Exercise brief.
Filter the listing below down to the lines that contain the string "woman", and copy each of those lines unchanged.

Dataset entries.
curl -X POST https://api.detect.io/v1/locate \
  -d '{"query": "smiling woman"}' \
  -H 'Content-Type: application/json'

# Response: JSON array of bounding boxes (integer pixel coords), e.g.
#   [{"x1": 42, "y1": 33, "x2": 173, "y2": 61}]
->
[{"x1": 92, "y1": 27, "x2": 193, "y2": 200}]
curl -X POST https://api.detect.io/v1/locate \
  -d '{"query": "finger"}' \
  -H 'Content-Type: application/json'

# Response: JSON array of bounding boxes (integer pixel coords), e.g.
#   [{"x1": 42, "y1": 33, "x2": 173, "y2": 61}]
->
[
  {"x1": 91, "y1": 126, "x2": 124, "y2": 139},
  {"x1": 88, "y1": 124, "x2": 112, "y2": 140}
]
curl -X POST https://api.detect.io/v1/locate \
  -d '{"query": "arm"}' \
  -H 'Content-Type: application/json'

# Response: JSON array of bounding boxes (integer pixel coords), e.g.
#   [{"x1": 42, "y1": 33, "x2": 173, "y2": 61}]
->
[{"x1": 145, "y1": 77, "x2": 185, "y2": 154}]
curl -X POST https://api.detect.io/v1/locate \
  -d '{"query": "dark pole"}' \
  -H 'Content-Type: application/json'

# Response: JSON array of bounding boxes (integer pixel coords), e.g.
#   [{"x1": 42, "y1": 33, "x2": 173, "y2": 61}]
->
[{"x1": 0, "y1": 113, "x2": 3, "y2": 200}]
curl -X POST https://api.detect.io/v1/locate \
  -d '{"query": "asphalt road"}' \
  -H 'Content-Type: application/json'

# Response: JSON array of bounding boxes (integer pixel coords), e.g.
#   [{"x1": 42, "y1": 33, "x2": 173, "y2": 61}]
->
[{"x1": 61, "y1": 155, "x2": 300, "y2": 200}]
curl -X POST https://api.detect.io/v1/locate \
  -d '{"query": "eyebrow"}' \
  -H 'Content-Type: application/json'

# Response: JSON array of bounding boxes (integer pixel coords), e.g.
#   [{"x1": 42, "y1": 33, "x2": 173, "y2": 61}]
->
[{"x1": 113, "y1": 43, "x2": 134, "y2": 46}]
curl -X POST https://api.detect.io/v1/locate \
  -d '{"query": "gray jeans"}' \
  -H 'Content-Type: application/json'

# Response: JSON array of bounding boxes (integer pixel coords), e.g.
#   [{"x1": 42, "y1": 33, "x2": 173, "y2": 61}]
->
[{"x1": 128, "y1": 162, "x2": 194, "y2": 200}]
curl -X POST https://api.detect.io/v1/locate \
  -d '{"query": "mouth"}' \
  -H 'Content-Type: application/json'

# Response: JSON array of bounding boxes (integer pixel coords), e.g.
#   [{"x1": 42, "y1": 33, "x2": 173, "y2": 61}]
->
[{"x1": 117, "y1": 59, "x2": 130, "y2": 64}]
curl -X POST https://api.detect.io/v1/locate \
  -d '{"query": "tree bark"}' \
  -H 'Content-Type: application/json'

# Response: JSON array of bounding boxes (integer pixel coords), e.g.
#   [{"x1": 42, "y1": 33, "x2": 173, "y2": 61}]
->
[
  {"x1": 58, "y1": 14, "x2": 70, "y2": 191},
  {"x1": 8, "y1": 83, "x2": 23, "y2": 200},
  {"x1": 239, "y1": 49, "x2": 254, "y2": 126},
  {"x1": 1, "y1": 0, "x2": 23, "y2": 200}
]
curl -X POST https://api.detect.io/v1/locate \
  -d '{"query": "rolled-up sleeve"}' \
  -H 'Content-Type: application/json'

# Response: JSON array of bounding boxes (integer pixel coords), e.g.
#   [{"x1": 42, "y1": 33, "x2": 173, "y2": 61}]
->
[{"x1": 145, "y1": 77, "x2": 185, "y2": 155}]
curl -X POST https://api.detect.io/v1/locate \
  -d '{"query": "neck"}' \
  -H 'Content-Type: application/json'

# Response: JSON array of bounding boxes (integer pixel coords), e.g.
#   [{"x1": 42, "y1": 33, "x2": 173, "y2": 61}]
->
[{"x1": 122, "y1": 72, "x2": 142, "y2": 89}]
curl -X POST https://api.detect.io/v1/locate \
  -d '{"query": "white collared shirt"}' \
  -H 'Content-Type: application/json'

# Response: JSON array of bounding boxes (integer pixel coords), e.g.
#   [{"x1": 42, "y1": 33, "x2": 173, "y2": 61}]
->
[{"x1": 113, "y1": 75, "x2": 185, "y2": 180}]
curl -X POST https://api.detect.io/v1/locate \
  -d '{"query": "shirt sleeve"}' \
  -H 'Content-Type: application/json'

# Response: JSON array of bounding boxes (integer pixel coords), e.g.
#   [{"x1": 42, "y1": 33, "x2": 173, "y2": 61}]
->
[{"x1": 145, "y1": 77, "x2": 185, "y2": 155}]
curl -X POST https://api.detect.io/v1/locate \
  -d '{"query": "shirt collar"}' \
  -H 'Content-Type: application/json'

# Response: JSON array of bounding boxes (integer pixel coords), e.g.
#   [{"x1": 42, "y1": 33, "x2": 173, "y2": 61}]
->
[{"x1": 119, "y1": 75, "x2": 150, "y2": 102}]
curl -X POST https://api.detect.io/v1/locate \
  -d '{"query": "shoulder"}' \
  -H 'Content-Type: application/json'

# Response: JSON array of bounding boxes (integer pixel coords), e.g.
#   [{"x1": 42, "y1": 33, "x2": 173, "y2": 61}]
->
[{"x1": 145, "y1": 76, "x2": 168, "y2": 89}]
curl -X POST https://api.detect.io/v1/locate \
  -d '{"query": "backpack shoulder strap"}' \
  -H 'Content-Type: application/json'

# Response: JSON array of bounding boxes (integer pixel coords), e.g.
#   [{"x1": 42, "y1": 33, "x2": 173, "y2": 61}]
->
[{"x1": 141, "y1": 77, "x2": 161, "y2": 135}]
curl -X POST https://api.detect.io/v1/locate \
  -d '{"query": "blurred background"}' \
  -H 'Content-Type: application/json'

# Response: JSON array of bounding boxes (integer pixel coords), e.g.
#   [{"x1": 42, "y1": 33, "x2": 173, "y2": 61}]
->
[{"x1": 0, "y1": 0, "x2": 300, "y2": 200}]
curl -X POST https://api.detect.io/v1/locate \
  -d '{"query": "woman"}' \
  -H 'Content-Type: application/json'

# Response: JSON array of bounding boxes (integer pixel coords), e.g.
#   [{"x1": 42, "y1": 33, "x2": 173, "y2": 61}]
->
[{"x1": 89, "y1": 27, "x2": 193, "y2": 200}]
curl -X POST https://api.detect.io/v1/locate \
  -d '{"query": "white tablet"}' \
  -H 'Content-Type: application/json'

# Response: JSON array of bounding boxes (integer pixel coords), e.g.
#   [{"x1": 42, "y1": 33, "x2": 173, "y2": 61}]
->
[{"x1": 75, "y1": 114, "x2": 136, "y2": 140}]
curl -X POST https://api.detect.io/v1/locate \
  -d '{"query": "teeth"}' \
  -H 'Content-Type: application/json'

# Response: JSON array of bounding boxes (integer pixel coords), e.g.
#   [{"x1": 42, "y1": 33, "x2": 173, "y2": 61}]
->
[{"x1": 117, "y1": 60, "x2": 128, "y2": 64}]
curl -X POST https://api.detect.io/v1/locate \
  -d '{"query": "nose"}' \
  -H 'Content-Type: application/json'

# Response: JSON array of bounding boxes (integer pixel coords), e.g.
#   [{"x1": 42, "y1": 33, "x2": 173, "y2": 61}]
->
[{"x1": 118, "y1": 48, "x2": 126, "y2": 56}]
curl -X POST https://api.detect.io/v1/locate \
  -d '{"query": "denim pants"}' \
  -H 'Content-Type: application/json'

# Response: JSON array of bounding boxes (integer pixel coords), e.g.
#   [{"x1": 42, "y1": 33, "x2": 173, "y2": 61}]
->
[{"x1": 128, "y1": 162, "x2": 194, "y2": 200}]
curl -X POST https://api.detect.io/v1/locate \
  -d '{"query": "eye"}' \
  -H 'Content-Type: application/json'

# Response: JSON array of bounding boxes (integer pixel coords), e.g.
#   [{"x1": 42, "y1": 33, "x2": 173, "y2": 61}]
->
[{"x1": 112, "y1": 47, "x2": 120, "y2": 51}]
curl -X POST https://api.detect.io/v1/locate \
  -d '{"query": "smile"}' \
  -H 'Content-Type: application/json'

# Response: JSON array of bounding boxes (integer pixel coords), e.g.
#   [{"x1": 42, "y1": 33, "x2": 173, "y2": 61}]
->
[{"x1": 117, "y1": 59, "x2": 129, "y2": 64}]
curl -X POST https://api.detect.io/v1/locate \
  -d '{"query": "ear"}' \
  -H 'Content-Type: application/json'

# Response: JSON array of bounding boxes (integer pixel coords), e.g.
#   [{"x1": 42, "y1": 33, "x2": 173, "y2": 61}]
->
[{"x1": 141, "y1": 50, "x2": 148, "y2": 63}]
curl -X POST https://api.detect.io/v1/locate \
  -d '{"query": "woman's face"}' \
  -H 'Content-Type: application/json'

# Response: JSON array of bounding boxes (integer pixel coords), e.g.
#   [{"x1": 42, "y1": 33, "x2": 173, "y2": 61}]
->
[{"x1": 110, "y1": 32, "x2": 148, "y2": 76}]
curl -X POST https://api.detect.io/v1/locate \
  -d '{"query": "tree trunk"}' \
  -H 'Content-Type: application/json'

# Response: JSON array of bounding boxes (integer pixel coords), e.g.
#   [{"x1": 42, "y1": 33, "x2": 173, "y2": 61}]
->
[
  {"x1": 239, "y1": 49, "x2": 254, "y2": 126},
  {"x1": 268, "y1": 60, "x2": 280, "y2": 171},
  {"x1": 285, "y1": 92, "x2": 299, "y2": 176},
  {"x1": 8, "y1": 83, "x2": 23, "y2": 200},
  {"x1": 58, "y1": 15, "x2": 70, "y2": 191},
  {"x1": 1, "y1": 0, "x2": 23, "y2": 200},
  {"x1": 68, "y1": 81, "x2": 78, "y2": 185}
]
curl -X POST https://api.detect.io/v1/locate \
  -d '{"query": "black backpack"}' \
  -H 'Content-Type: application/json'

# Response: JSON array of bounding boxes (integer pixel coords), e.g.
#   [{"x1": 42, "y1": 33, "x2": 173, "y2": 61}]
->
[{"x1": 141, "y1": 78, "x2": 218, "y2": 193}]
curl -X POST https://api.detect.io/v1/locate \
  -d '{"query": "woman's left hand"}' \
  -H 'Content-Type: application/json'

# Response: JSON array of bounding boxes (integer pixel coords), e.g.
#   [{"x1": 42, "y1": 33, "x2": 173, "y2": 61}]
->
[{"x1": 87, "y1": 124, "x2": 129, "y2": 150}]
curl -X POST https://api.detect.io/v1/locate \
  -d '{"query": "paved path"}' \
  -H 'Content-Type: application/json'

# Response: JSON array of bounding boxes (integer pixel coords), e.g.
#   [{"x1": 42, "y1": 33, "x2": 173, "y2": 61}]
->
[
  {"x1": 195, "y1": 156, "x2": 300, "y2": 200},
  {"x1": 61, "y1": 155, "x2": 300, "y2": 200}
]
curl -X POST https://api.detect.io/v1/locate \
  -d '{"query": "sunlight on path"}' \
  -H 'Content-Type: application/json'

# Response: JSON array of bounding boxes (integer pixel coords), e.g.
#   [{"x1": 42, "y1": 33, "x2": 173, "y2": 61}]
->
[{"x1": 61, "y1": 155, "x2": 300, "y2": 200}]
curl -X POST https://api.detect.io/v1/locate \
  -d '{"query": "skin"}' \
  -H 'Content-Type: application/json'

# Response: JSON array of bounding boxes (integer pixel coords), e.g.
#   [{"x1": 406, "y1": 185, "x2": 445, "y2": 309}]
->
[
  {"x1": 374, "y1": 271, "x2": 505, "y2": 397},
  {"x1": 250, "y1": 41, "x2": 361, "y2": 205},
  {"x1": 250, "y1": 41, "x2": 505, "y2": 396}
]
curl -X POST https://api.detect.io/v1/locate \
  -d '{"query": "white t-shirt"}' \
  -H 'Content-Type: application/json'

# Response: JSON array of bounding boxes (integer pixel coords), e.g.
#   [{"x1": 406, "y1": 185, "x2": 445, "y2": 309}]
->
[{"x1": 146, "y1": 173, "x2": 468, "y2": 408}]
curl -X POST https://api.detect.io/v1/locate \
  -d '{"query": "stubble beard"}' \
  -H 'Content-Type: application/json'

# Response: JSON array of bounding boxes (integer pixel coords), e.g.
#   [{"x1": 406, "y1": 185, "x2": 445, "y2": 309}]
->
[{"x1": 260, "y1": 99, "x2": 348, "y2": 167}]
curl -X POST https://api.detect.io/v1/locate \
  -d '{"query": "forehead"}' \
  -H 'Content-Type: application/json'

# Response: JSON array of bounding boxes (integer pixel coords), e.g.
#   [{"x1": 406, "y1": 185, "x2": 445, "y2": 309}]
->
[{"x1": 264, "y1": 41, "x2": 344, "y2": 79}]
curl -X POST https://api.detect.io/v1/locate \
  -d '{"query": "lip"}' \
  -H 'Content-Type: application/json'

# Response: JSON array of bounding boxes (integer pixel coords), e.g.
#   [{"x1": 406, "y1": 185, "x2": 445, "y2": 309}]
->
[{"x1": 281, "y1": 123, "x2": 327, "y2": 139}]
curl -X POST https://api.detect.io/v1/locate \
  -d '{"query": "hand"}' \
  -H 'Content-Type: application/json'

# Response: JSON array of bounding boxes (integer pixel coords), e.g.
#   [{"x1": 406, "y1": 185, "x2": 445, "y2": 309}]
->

Task result.
  -d '{"query": "smiling woman"}' \
  -d '{"query": "woman"}' \
  -d '{"query": "woman's face"}' \
  -d '{"query": "woman's left hand"}' \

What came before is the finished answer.